Could you write out, exactly and with no pictures, every line from the one containing "Point to the emergency" through the last line of the entries?
Given data START
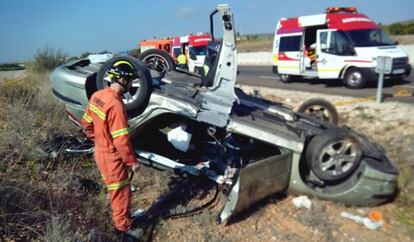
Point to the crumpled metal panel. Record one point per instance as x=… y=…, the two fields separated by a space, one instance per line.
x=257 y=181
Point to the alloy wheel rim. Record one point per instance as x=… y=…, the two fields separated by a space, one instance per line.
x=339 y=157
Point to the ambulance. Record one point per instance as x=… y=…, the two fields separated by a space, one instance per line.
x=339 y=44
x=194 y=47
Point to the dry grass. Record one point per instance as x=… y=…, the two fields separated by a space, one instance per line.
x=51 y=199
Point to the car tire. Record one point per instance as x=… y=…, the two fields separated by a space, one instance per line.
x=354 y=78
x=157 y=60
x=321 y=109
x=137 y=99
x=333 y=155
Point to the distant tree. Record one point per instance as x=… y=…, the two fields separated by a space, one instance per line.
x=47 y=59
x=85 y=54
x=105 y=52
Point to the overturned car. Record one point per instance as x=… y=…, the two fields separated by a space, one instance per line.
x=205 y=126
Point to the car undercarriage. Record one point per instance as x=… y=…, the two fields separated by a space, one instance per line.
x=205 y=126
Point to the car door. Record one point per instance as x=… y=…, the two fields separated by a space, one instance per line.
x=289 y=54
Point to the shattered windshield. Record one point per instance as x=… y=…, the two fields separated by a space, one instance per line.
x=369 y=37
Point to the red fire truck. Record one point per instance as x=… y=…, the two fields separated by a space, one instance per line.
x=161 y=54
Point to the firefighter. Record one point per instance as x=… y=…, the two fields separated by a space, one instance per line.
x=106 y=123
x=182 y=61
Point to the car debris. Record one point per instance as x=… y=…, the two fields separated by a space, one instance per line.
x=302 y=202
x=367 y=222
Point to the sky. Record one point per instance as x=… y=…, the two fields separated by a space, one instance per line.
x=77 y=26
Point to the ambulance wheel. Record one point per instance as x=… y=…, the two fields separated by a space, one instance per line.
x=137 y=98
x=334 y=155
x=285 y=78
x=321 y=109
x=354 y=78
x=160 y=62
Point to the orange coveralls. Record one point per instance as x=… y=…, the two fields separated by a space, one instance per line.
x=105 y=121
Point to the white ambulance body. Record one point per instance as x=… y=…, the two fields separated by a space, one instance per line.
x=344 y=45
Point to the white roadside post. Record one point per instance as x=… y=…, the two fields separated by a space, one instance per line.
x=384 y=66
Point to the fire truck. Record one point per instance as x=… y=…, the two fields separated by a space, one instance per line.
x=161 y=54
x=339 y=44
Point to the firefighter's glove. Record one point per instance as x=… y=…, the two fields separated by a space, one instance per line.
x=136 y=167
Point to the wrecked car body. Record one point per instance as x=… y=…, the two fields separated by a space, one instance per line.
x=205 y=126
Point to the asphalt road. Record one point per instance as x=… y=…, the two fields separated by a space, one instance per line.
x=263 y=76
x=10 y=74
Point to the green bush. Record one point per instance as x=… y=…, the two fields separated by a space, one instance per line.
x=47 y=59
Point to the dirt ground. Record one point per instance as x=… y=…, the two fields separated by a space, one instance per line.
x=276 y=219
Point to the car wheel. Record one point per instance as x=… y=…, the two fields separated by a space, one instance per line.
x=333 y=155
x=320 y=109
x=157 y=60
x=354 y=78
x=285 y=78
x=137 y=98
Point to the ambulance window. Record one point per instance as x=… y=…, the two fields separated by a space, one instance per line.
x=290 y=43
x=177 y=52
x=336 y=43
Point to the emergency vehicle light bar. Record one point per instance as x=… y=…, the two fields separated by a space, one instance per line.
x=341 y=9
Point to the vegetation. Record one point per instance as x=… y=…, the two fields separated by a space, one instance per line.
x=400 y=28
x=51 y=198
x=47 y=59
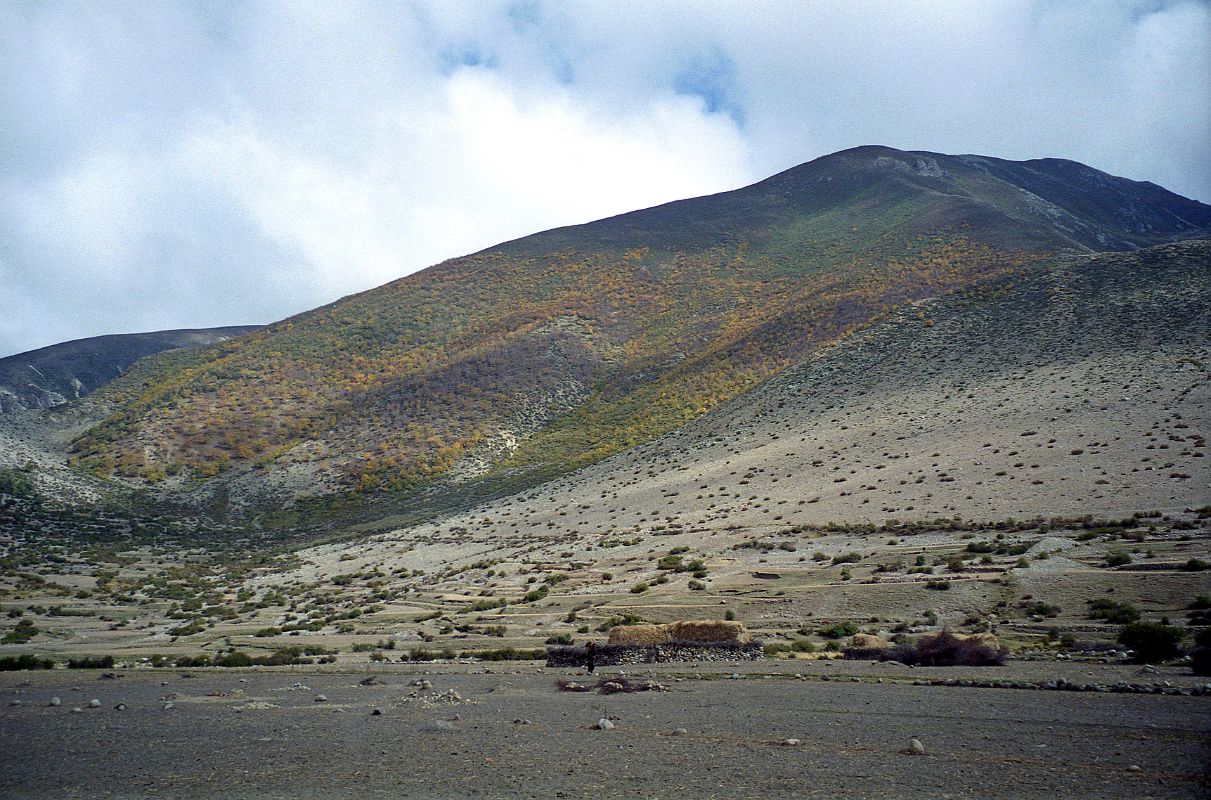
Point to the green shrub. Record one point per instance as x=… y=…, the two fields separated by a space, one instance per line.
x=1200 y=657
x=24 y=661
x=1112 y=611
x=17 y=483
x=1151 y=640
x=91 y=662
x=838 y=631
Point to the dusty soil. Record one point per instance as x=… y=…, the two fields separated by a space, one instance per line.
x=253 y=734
Given data END
Solution to this problem:
Point to the emergency vehicle light bar. Record one point per instance as x=… y=…, the two fields separated by a space, one instance per line.
x=341 y=9
Point to the vegetation. Record one point per instance as x=… y=…, the two fields separated by a space, one instance per line.
x=400 y=28
x=51 y=198
x=47 y=59
Point to the green shrub. Record one point per instance as x=… y=…, the two fields separated by a space, one instance per line.
x=1200 y=657
x=24 y=661
x=1112 y=611
x=17 y=483
x=1151 y=640
x=91 y=662
x=838 y=631
Point to the dusty soil. Record one point per instance as x=… y=…, the two fields separated by a space, one instance per line.
x=253 y=734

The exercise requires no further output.